Yenice, Çanakkale ili ile Balıkesir ili arasında Kaz Dağları’nın eteklerinde kurulu olan şirin bir Anadolu ilçesidir. İlçe halkının geçim kaynağı tarım ve hayvancılıktır.
Yenice, son yıllarda önemli bir kısmını ihraç ettiği kapya biberi ile gündeme gelmektedir. Bir taraftan da bölge halkı ihracatta bazı sorunlar yaşamaktadır. Bölgenin diğer önemli bir sorunu da, dereleri ve yer altı sularını kirleten madencilik faaliyetleridir.
Yenice ve beldesi Kalkım’ da üretilen kapya biberi, ülke genelinde hem miktar, hem kalite olarak kendini ispatlamıştır. Bölgede 2020 tarihi itibariyle, Yenice İlçe Tarım ve Orman Müdürlüğü’nün çiftçi kayıt sistemine göre 10 bin dekar, kayıt dışı da 2 bin dekar olmak üzere toplan 12 bin dekar tarım arazisinde kapya cinsi kırmızı biber üretilmektedir.

Alıştırma ->
Okuma parçasına göre Yenice ilçe halkının geçim kaynağı nedir?

Verilen Bilgiler ->

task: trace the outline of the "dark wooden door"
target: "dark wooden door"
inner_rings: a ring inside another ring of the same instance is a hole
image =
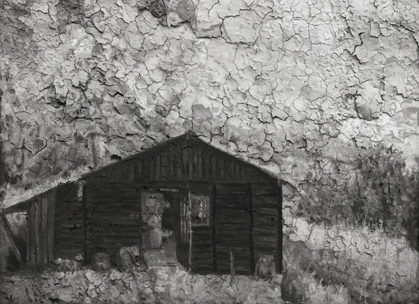
[[[270,185],[251,187],[253,242],[257,263],[264,254],[272,255],[277,271],[282,271],[282,213],[281,188]]]
[[[178,192],[179,204],[177,204],[179,221],[177,222],[177,255],[178,261],[188,270],[191,268],[191,206],[189,204],[188,191],[181,190]]]
[[[251,210],[247,185],[217,185],[215,215],[218,272],[251,274]]]
[[[89,182],[85,185],[85,254],[115,259],[122,247],[140,241],[140,191],[131,183]]]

Doğru Cevap ->
Tarım ve hayvancılık.